I'm a little embarrassed to admit that when I saw the Gospel reading the lectionary called for today, a small part of me wanted to call in sick. I find Jesus' words in this text some of the most challenging in the whole of the New Testament. I'll be honest, I did try to call in sick but our priest-in-charge only responded to my text with a hearty laugh. So... here I am.

 

The part of today's Gospel reading that is causing my anxiety are Jesus' words, “You have heard that it was said, 'An eye for an eye and a tooth for a tooth.' But I say to you, Do not resist an evildoer. But if anyone strikes you on the right cheek, turn the other also.”

 

This text has long been used to show that Jesus was a pacifist in the strictest sense of the term – completely and absolutely opposed to violence or the use of force in any situation.

 

I do get the whole condemnation of the eye for eye, tooth for tooth mentality. Someone once said a society who lives by that type of justice ends up becoming an eyeless, toothless society. But I also realise the sentiment behind that mentality was a way to put a limit on just how much a wronged party could exact in retribution from you. For example, you could not demand the life of a person who stole cattle from you under this type of justice. But you could demand something equivalent up to the value of the stolen cattle, but nothing more.

 

So mainly, my anxiety is that I've never been comfortable with the interpretation of the rest of the text. “Do not resist an evildoer” and “if anyone strikes you on the right cheek, turn the other also.” That Jesus commands us to become a doormat, a punching bag, when someone punches you in your stomach, are you to lift up your head and let them knock out your teeth as well, it seems unreasonable! I cannot imagine giving a person in an abusive relationship such horrible advice saying – Jesus said, “turn the other cheek.” But Jesus doesn't seem to allow for any exceptions here or am I wrong?

 

As Biblical scholar Walter Wink has said, Jesus understood this way, makes him impractical, masochistic, suicidal, doormat, cowardly, complicit.

 

But having said all that, as Christians we know through our faith and through our past experience that the text can indeed bless us because we believe in the integrity and the message of Jesus. But from my perspective, things are not looking so good for this particular text. But – like Jacob wrestling with the angel of the Lord for his blessing, I'm willing to wrestle with Jesus to try to get mine.

 

Theology students are taught the most important tool in Biblical Studies during their first year – putting text into context. This means that we acknowledge that we cannot wrestle with a Biblical text without looking at the three worlds that exist around any given piece of Biblical writing. These three worlds are: the world in the text (in this case Jesus preaching the Sermon on the Mount), the world behind the text (the Sermon on the Mount only appears in Matthew's Gospel so the context here is the community Matthew wrote for) and the world in front of the text (this is you and I).

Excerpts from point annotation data
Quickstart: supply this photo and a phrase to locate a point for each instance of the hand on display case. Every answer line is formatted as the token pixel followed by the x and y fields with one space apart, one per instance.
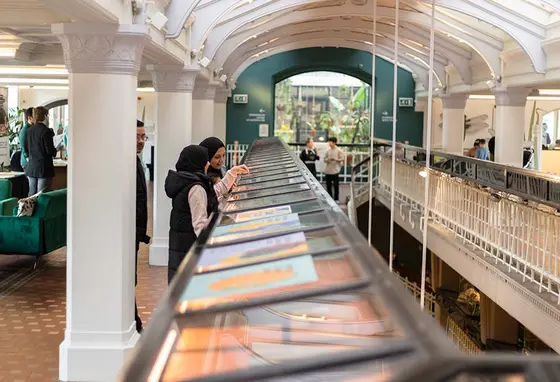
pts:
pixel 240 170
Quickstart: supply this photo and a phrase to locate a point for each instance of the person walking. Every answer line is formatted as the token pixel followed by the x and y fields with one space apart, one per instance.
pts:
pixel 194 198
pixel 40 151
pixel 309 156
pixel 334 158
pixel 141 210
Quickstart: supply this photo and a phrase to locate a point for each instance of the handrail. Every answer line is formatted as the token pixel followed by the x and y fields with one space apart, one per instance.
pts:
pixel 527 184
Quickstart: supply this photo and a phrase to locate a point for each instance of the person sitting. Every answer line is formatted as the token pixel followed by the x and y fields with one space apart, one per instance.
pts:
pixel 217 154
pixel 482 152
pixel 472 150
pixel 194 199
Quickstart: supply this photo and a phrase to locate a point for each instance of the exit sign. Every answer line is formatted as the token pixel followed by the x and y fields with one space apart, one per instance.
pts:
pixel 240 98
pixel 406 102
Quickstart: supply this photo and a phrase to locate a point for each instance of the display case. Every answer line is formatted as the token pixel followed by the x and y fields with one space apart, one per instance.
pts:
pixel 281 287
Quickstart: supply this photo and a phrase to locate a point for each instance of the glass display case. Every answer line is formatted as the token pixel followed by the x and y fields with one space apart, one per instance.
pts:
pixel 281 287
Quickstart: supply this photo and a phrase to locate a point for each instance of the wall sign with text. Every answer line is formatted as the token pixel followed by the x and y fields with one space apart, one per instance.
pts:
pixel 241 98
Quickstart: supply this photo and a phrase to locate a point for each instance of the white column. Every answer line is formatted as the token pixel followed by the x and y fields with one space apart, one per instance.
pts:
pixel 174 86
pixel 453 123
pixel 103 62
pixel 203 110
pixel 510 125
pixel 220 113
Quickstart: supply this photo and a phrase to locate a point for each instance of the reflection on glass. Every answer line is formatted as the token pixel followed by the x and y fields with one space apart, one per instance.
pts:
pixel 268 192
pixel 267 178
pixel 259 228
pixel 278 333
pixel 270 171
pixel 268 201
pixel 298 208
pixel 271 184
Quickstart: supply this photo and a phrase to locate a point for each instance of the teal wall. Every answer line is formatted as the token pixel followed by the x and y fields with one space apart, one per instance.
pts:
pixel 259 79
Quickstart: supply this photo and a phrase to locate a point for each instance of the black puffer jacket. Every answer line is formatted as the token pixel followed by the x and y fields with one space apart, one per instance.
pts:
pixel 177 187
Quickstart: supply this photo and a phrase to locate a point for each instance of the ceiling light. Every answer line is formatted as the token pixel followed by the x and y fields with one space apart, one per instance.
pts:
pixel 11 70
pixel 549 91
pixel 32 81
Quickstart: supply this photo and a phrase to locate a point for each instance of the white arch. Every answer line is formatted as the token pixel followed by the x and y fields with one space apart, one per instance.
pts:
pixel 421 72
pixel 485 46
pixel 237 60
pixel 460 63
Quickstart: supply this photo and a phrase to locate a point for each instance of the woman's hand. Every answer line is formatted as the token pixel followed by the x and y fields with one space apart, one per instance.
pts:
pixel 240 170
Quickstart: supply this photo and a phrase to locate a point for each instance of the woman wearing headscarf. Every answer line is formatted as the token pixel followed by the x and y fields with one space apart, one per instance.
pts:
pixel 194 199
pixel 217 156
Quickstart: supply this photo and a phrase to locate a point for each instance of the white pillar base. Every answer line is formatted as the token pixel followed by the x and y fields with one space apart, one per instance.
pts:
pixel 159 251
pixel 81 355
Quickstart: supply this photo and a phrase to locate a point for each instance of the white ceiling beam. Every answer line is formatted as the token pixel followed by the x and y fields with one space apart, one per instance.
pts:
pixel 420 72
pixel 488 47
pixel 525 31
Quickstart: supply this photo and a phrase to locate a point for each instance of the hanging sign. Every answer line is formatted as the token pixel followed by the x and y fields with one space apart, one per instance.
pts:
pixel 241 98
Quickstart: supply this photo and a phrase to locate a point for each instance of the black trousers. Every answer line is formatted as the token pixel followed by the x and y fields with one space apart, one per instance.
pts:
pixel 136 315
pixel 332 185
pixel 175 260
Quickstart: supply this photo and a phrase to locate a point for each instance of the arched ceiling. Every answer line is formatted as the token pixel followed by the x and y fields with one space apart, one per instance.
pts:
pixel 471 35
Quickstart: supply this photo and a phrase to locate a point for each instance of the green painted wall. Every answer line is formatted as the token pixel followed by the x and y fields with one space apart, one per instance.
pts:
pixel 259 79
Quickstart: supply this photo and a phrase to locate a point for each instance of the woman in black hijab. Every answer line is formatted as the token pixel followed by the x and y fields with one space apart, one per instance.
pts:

**Written exercise**
Answer these questions about the sermon excerpt above:
1. How did the priest-in-charge respond to the speaker's text?
2. Which Biblical scholar does the sermon name?
3. In which Gospel alone does the Sermon on the Mount appear?

**Result for this exercise**
1. With a hearty laugh.
2. Walter Wink.
3. Matthew's Gospel.